• Excerpted text
What Exactly Happens after a Link Failure?

Wednesday, December 23, 2020 06:15 UTC

What Exactly Happens after a Link Failure?

Imagine the following network running OSPF as the routing protocol. PE1–P1–PE2 is the primary path and PE1–P2–PE2 is the backup path. What happens on PE1 when the PE1–P1 link fails? What happens on PE2?

Sample 4-router network with a primary and a backup path

The second question is much easier to answer, and the answer is totally unambiguous as it only involves OSPF:

PE1 and P1 realize they lost an interface.
OSPF processes on PE1 and P1 are notified. They adjusts their router LSA and flood them.
The updated LSAs arrive at PE2.
OSPF process on PE2 runs SPF algorithm (after the SPF scheduling delay), calculates new network topology, and updates the main routing table.
The change in the routing table is propagated to the forwarding table.

What about PE1? Here’s a high-level overview of the process:

Interface is lost.
OSPF process is notified about the interface loss, adjusts the router LSA, and floods it (as above)
In parallel, SPF run is scheduled.
SPF algorithm calculates new network topology and updates the main routing table.
The change in routing table is propagated to the forwarding table.

We’re ignoring the intricacies of Loop-Free Alternate and its cousins at the moment

Unfortunately, there’s a bit of a “then a miracle occurs” magic between steps 1 and 4. What happens with the original OSPF route pointing to now-defunct interface? Is it removed from the IP routing table? What happens with the traffic sent to the destination until the topology is adjusted?

As always, the right answer is “it depends”… this time (at least in Cisco IOS) on an obscure nerd knob.

Old School: Aggressive Purge

Until Cisco IOS release 15.x the routing table manager was the king of the hill. All routes using an interface were purged from the routing table as soon as an interface was lost, and if there was an alternate route derived from another routing protocol (or a floating static route) it was immediately installed.

• Excerpts of location labeling data

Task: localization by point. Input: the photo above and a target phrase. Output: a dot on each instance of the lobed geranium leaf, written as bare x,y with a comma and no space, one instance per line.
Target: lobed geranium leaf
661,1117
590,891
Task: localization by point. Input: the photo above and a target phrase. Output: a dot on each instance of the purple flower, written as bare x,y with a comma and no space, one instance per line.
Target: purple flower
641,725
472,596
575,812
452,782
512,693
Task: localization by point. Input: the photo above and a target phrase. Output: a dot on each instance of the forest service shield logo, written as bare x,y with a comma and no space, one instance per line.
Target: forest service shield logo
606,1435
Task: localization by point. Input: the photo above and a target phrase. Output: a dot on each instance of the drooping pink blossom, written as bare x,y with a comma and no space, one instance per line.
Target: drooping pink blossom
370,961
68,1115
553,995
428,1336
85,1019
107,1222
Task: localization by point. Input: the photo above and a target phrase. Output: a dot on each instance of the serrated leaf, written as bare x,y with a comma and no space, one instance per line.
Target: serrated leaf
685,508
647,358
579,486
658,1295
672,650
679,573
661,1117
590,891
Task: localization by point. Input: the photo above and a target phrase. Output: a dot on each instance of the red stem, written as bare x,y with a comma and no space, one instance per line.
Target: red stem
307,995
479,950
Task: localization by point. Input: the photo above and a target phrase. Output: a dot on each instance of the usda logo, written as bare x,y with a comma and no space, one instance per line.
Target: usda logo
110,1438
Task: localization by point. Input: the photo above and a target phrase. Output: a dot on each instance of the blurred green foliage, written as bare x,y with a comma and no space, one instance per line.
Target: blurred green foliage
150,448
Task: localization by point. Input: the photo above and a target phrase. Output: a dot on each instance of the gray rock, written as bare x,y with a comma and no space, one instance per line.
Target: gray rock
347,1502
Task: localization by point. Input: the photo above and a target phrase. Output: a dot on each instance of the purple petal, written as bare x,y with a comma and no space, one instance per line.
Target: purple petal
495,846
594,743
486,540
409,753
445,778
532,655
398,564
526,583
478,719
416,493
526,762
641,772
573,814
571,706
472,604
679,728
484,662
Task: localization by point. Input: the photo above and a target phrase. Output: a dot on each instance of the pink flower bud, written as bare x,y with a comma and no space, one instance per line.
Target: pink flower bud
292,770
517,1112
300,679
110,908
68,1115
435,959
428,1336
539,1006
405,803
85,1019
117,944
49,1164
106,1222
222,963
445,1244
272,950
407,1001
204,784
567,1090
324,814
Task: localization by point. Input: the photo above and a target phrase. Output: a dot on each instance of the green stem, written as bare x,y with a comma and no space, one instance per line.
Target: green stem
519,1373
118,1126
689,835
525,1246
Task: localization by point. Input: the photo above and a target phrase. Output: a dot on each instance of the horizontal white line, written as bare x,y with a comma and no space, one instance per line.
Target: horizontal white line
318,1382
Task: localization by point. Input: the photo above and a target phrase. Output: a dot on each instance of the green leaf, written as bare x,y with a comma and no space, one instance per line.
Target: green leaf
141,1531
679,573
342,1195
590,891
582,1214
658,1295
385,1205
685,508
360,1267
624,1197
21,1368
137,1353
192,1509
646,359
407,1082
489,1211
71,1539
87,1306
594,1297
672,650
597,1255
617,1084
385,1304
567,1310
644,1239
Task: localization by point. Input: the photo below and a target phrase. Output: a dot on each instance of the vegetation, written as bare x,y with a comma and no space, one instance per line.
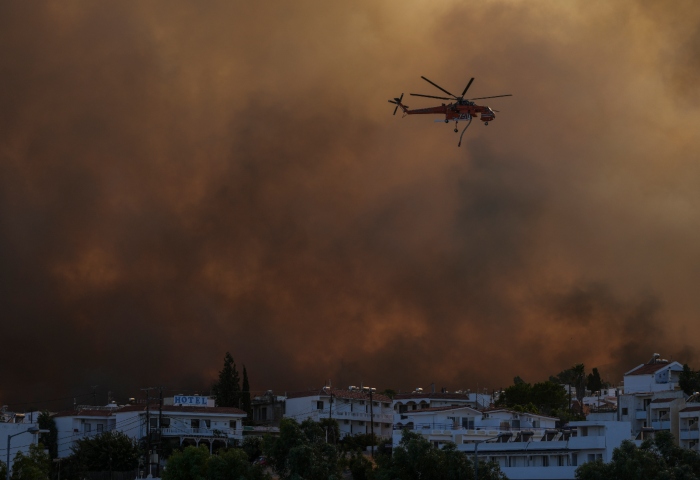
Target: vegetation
50,440
34,466
689,380
301,451
195,463
228,388
544,397
110,451
417,459
657,459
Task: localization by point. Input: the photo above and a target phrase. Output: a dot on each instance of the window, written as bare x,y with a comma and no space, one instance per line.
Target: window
468,423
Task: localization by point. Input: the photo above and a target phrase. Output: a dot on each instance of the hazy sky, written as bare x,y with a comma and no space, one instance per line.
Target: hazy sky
179,179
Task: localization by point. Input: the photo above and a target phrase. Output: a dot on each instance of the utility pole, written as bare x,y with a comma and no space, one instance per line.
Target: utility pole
371,415
148,429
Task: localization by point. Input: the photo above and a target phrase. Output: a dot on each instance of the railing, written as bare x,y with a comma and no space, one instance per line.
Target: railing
362,416
202,432
471,430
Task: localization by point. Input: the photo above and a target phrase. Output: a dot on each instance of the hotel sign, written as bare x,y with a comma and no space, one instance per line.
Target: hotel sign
193,400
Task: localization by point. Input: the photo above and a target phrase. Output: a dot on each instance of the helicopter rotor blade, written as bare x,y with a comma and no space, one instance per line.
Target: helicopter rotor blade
494,96
438,86
467,87
430,96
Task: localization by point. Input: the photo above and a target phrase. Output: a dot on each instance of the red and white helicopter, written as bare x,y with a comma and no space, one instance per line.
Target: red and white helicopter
460,109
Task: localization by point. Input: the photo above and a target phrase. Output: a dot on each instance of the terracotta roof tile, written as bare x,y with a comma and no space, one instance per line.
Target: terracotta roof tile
648,369
664,400
154,408
447,396
438,409
337,393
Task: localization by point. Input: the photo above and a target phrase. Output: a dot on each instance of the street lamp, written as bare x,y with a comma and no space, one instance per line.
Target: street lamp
476,451
33,431
371,414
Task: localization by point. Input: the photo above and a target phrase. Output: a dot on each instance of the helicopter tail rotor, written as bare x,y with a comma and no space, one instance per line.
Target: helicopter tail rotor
397,102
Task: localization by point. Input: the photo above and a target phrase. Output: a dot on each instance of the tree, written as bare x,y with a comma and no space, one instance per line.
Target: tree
548,397
689,380
188,464
656,459
416,458
110,451
35,466
228,388
579,376
233,464
389,392
594,382
46,422
301,451
518,394
245,393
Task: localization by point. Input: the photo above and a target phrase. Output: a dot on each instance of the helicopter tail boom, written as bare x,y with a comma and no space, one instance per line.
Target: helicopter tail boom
397,102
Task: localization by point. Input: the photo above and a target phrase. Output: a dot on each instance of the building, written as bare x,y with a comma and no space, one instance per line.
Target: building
268,409
553,455
462,424
352,409
179,424
655,376
416,400
652,397
17,426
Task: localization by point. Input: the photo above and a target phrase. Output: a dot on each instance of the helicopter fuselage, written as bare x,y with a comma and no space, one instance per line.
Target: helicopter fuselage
456,111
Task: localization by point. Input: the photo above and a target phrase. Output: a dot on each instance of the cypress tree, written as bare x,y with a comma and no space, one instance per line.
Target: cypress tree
245,393
228,388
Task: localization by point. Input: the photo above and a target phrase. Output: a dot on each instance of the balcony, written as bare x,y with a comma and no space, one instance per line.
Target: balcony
661,425
202,432
587,442
690,434
360,416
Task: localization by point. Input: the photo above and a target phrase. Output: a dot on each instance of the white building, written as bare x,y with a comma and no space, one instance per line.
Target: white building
181,424
652,397
656,376
461,424
21,439
407,402
351,408
554,455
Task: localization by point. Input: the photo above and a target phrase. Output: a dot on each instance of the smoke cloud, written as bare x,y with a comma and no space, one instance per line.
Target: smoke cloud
179,179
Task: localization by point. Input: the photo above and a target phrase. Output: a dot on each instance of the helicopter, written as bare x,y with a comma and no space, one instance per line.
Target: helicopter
460,109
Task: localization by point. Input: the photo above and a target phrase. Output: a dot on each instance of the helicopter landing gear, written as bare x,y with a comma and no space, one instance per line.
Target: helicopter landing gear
465,129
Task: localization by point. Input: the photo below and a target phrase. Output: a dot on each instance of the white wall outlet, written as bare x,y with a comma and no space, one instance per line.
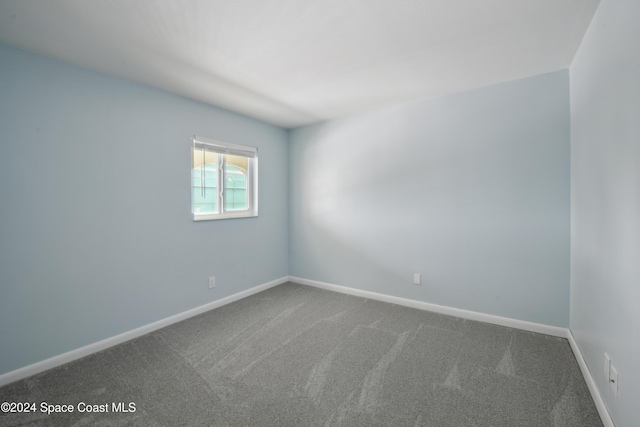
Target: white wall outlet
613,380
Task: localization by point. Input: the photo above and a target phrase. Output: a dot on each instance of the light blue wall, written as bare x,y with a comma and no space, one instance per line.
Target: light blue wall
470,190
605,202
96,236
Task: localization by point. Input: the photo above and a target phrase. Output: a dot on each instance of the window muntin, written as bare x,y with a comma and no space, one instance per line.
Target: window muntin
223,180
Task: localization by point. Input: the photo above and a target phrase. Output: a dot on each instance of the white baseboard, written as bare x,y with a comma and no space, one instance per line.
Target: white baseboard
593,388
481,317
81,352
465,314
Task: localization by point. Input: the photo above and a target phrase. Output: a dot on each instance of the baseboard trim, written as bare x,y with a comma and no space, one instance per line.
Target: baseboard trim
591,384
87,350
465,314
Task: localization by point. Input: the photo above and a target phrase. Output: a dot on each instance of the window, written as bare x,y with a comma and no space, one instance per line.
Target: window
224,180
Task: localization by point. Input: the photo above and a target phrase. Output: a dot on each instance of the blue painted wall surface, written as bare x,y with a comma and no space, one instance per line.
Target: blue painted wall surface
96,235
470,190
605,202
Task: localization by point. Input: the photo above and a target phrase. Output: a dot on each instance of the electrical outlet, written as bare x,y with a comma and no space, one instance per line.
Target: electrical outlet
613,380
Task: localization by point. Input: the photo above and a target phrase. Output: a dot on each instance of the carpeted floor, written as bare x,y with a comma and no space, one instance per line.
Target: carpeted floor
299,356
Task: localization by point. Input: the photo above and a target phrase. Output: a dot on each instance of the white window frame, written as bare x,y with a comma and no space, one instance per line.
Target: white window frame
221,147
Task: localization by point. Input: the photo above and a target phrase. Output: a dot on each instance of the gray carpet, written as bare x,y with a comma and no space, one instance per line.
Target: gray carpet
299,356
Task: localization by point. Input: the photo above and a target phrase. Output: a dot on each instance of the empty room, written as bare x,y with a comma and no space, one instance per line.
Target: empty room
320,212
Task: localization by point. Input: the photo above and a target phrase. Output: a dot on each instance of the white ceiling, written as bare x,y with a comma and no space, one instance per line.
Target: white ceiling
295,62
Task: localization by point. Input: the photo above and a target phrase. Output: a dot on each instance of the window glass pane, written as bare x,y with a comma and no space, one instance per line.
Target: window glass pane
204,178
235,183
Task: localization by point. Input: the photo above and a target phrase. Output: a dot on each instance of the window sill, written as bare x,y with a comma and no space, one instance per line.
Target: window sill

• To be done
(a) In the link failure article, which path serves as the backup path?
(b) Translate this sentence from the link failure article into Spanish: "The change in the routing table is propagated to the forwarding table."
(c) Retype the part of the link failure article that begins at the words "OSPF processes on" and ends after the words "the routing table is propagated to the forwarding table.".

• The answers
(a) PE1–P2–PE2

(b) El cambio en la tabla de enrutamiento se propaga a la tabla de reenvío.

(c)
OSPF processes on PE1 and P1 are notified. They adjusts their router LSA and flood them.
The updated LSAs arrive at PE2.
OSPF process on PE2 runs SPF algorithm (after the SPF scheduling delay), calculates new network topology, and updates the main routing table.
The change in the routing table is propagated to the forwarding table.